**TASK GOAL:** Count the rows in the entries below that contain the word "line". Reply with the number alone.

**Records of labeled boxes:**
-=-=-=-=-

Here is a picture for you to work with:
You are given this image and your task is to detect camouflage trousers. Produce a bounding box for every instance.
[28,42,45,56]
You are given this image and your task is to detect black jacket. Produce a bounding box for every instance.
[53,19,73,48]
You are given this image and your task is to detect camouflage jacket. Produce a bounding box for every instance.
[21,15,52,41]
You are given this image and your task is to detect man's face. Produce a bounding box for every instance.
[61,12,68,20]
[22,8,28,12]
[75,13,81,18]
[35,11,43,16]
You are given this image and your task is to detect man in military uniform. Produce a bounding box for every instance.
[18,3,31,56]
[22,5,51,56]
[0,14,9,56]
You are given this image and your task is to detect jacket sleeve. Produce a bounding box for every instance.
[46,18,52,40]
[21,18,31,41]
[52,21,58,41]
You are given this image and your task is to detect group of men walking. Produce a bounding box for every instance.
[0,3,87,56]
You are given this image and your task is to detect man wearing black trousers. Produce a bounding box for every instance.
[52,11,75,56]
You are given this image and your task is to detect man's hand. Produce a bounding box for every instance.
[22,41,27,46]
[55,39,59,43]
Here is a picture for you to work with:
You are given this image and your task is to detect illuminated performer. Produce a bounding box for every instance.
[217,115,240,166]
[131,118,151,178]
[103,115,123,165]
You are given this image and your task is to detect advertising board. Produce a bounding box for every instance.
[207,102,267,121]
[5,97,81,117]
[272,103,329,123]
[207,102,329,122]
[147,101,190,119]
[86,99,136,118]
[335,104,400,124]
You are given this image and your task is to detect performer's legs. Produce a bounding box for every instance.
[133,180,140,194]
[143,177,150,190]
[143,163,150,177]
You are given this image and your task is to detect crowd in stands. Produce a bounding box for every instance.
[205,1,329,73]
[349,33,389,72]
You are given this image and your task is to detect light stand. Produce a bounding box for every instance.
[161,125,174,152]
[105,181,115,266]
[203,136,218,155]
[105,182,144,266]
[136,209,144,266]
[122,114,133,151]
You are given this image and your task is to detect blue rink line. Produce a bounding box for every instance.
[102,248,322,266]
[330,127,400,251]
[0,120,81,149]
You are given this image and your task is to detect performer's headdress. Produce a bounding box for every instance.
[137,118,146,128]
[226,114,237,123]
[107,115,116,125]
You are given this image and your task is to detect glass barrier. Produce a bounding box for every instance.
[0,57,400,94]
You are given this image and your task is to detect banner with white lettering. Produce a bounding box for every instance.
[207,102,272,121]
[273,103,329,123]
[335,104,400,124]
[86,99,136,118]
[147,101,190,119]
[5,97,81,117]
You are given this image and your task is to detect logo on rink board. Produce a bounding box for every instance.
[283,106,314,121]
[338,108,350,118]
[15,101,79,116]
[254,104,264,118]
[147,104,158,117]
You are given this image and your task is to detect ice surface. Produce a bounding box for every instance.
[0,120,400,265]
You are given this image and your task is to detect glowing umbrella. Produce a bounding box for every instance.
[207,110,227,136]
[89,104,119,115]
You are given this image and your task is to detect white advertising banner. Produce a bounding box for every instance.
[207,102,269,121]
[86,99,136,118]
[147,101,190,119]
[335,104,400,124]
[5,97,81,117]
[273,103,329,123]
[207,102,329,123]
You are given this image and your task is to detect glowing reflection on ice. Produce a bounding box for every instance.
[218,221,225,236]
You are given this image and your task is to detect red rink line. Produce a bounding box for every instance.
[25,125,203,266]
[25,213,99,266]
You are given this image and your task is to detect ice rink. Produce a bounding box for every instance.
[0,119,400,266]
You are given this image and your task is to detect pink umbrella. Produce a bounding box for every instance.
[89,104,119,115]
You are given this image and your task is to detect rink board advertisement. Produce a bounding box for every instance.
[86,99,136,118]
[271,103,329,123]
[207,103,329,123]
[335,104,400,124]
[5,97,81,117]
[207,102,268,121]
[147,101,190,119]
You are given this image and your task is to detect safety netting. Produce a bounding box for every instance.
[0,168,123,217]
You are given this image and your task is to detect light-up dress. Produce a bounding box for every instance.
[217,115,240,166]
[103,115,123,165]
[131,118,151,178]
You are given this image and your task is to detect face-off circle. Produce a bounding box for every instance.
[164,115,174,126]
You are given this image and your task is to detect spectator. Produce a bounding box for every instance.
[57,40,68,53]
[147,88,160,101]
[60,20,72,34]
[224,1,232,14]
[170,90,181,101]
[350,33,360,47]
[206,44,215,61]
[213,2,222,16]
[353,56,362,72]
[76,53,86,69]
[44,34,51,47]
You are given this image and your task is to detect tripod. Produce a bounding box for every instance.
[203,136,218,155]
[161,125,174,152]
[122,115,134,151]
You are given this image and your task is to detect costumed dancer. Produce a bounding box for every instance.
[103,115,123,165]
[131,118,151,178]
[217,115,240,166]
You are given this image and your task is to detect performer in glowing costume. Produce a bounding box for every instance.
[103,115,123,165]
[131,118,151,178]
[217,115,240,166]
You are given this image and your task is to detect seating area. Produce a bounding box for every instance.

-=-=-=-=-

**FULL ANSWER:** 2